• [Problem]
Convert every line of the material below into a JSON list of strings, one string per line, and leave out any blank lines.

• [Task data]

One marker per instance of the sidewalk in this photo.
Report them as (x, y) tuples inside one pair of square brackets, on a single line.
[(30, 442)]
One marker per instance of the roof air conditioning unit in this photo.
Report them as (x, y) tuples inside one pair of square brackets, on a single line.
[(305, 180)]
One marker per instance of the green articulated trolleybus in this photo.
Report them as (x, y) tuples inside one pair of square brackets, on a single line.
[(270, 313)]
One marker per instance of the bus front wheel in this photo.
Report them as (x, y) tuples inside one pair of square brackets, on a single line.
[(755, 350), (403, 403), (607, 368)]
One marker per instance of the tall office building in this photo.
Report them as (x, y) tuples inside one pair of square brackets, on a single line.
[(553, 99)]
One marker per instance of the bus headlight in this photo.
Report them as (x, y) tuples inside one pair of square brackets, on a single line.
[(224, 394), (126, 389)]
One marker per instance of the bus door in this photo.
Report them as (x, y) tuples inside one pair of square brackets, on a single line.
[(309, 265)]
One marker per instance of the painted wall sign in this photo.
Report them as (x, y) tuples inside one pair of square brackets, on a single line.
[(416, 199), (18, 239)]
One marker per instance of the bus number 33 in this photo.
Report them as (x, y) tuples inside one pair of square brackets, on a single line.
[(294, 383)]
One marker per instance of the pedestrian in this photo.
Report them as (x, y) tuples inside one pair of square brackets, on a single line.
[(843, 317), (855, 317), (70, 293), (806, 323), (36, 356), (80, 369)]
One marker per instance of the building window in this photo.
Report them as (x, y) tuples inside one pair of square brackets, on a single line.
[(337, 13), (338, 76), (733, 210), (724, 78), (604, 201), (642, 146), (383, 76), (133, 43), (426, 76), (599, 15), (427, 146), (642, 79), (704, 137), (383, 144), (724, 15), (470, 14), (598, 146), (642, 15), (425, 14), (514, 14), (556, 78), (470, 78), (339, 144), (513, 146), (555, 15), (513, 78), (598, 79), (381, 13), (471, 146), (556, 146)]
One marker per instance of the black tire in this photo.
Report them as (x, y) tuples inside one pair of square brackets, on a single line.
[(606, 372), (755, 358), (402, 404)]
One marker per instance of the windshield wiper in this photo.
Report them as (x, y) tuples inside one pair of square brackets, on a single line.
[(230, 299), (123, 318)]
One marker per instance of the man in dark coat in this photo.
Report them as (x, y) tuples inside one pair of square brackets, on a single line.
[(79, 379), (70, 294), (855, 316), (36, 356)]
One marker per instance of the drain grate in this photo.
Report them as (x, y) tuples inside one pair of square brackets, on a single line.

• [Task response]
[
  "One marker per instance of the sidewalk in this photo.",
  "Report them as (x, y) tuples inside one pair of square brackets, on a single line.",
  "[(30, 442)]",
  "One marker per instance of the roof air conditioning unit in this photo.",
  "Report them as (x, y) tuples inside one pair of square brackets, on a single line.",
  "[(305, 180)]",
  "One marker per instance of the green articulated trolleybus in this photo.",
  "Report them as (x, y) tuples inside one pair of square brackets, on a single line.",
  "[(270, 313)]",
  "One marker per instance of the bus front wheel in this photo.",
  "Report them as (x, y) tuples inside one pair of square brackets, on a single line.",
  "[(755, 350), (403, 403), (607, 368)]",
  "One marker per instance of the tall office building in this photo.",
  "Report them as (x, y) tuples inside one pair of square brackets, on a single line.",
  "[(553, 99)]",
  "One marker per instance of the bus headlight in this photo.",
  "Report them as (x, y) tuples inside one pair of square brackets, on a single line.",
  "[(224, 394), (126, 389)]",
  "One marker per instance of the bus door in this photo.",
  "Report them as (x, y) tuples inside one pair of square brackets, on a single line.",
  "[(309, 265)]",
  "One marker per instance of the painted wall sign in this photo.",
  "Report them as (x, y) tuples inside one pair of square brackets, on a single line.",
  "[(416, 199), (18, 239)]",
  "One marker per instance of the bus number 33 in this photo.",
  "Report them as (x, y) tuples inside one pair of square brackets, on a single line.",
  "[(294, 383)]",
  "One marker per instance of the pedestrian in this photo.",
  "Report them as (x, y) tuples inside one pair of square brackets, on a single line.",
  "[(843, 317), (855, 317), (70, 293), (806, 323), (36, 356), (80, 369)]",
  "One marker per instance of the building window in this photo.",
  "Report them as (x, y) tuples inside one pair of square brackets, on a single line.",
  "[(337, 13), (338, 76), (733, 210), (724, 78), (604, 201), (642, 146), (383, 76), (133, 43), (426, 76), (599, 15), (427, 146), (642, 79), (704, 137), (383, 144), (724, 15), (470, 14), (598, 146), (642, 15), (425, 14), (514, 14), (556, 78), (470, 78), (339, 144), (513, 146), (555, 15), (513, 78), (598, 79), (381, 13), (471, 146), (556, 146)]",
  "One marker per instance of the black tire in this photo.",
  "Report them as (x, y) tuples inside one pair of square brackets, on a single line.",
  "[(606, 372), (755, 358), (402, 404)]",
  "One marker per instance of the windshield wiper in this photo.",
  "Report them as (x, y) tuples inside one pair of square brackets, on a single line.",
  "[(230, 299), (123, 318)]",
  "One marker per instance of the man in dark coat in this photo.",
  "Report them as (x, y) tuples inside one pair of square brackets, on a single line.",
  "[(79, 379), (70, 294), (855, 316), (36, 356)]",
  "One marker per instance of the drain grate in this photo.",
  "Report them as (x, y) tuples inside one pair of square brackets, on a single line."
]